Work item
Only one stretch of the records below should be repeated. It starts with the line containing "Query: person walking" and goes on through the line containing "the tail light.", exactly as written.

START Raw data

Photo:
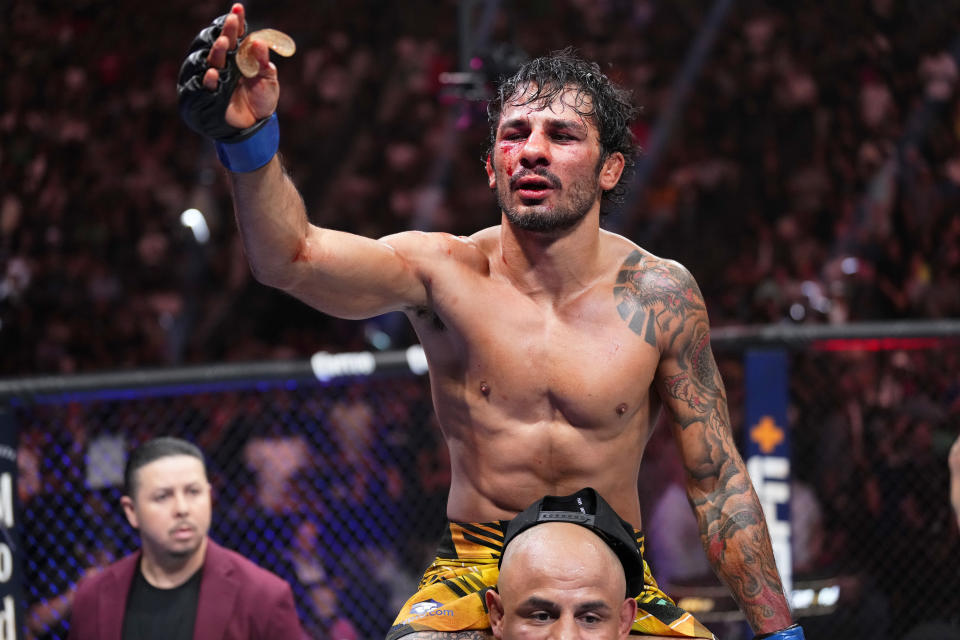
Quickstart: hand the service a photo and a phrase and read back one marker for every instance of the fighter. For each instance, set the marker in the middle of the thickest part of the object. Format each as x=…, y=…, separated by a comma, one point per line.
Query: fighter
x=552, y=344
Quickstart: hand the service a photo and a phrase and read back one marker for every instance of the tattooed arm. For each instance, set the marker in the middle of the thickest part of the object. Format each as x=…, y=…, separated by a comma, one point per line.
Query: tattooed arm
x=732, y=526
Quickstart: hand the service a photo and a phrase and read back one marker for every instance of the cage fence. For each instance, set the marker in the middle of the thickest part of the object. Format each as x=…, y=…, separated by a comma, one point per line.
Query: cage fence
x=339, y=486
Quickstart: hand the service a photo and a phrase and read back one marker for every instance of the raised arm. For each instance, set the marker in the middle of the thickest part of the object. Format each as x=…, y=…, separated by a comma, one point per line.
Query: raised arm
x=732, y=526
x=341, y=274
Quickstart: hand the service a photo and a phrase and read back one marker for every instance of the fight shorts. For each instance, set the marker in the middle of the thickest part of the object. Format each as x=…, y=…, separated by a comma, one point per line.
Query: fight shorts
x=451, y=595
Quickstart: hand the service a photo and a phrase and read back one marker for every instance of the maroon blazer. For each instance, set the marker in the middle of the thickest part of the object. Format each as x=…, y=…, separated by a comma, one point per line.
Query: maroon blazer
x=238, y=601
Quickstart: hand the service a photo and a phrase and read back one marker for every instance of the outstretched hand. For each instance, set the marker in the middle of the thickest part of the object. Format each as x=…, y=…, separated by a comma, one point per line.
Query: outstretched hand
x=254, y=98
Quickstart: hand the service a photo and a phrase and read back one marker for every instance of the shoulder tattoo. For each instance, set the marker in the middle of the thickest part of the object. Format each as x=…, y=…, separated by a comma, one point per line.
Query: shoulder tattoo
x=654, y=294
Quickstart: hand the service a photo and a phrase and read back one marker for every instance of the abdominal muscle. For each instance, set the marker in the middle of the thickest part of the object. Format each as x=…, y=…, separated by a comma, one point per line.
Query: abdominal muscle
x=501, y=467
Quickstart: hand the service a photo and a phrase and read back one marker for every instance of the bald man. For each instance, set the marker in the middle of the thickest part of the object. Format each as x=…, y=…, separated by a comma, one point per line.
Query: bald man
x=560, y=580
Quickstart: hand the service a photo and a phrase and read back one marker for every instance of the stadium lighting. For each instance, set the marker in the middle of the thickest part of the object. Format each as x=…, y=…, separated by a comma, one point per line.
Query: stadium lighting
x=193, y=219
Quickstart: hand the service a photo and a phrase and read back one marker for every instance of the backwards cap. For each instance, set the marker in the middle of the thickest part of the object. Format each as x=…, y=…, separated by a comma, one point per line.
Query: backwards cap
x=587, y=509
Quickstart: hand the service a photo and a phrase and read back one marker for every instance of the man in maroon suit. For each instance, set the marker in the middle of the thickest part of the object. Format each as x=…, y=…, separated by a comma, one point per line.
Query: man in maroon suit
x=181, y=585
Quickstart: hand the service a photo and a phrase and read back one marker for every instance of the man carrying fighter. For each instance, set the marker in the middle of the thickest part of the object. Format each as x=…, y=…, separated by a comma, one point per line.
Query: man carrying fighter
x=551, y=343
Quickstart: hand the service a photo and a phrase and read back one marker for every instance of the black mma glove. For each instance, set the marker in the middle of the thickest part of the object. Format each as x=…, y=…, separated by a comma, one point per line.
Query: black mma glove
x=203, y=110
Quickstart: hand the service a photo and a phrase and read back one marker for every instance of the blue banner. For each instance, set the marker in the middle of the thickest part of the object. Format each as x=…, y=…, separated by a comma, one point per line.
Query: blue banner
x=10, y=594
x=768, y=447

END Raw data
START Raw data

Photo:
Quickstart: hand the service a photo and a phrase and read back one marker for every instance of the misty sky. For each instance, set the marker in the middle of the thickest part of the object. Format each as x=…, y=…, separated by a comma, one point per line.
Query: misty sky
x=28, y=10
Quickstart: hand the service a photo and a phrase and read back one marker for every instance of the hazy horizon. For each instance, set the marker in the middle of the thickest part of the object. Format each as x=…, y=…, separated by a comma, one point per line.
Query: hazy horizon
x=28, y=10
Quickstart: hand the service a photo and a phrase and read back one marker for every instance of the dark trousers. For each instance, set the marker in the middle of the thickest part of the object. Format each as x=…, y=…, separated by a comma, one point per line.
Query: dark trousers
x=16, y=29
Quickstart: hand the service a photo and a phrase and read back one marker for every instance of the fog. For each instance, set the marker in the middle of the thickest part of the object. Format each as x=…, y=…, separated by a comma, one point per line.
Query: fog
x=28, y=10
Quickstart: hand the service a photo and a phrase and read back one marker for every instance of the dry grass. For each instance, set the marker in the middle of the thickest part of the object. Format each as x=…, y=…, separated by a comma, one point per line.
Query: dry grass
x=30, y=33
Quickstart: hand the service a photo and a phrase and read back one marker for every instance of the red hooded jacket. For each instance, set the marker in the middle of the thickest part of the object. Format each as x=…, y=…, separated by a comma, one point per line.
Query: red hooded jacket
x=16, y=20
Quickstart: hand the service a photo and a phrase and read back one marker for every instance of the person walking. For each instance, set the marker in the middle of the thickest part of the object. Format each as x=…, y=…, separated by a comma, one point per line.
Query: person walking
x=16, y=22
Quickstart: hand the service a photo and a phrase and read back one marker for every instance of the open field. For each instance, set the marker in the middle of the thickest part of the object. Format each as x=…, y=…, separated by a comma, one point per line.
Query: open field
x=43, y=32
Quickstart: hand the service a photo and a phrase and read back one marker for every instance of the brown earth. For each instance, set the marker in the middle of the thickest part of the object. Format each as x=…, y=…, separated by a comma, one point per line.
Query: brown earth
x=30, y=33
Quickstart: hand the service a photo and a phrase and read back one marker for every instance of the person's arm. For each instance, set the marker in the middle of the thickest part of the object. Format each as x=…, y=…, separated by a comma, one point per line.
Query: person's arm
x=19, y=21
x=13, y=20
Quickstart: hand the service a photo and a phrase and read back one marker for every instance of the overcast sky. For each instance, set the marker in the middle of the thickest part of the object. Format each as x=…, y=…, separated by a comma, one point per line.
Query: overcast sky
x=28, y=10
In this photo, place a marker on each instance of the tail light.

END Raw data
START Raw data

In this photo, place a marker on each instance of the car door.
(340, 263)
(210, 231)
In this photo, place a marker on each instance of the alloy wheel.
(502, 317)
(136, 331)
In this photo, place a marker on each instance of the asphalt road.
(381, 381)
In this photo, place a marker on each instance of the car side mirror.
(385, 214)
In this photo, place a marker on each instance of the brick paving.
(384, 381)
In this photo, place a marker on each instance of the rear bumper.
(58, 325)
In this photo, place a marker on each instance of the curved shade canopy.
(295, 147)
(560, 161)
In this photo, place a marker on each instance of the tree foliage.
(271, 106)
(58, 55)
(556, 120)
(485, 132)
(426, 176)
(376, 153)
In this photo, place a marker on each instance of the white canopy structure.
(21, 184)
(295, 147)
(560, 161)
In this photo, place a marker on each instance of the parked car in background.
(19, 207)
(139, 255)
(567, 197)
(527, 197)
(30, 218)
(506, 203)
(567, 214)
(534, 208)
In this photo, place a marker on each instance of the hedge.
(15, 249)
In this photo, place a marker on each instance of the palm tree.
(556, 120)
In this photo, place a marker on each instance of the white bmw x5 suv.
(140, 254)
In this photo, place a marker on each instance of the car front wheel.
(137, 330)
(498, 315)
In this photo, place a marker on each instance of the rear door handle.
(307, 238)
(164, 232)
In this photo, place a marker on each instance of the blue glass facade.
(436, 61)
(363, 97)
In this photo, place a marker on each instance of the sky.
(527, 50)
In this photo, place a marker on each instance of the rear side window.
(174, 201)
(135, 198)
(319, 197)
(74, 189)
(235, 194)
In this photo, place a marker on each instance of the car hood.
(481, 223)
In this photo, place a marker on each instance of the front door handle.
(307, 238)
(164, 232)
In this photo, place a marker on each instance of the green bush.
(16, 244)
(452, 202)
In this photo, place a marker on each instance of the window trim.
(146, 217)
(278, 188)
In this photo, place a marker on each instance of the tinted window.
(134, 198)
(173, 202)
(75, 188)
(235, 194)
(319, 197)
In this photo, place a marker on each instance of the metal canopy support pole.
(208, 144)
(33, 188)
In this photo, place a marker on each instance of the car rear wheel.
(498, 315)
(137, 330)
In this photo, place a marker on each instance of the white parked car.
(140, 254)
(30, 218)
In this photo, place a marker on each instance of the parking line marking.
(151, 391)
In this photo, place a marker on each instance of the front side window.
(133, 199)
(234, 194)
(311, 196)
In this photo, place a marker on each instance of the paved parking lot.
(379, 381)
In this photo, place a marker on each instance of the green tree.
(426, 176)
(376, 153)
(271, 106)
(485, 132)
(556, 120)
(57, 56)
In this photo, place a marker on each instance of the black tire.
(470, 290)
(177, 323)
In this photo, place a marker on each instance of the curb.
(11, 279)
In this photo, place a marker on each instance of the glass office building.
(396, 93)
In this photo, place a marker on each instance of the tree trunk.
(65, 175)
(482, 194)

END Raw data

Response area
Query: person walking
x=16, y=22
Quickstart: hand the service a photo and a phrase and read back one marker for every instance of the open field. For each instance, set the marker in the middle of the thickest part of the object. Format each as x=…, y=…, separated by a comma, one point per line.
Query: open field
x=43, y=32
Quickstart: hand the service a photo and a phrase and read back one marker for every instance of the brown earth. For each instance, set the marker in the middle of the thickest part of the object. Format each as x=…, y=…, separated by a comma, one point per line.
Query: brown earth
x=30, y=33
Quickstart: hand the service a photo and a phrase and read back one marker for every instance of the person's arm. For each instance, set the marker in the middle of the thickest part of the object. Format each as x=…, y=…, separated by a comma, one point per line.
Query: person's arm
x=19, y=21
x=13, y=20
Quickstart: hand the service a photo and a phrase and read back one marker for every instance of the overcast sky. For each instance, set the marker in the middle of the thickest part of the object. Format each as x=…, y=…, separated by a comma, one point per line.
Query: overcast sky
x=28, y=10
In this photo, place a marker on each instance of the tail light.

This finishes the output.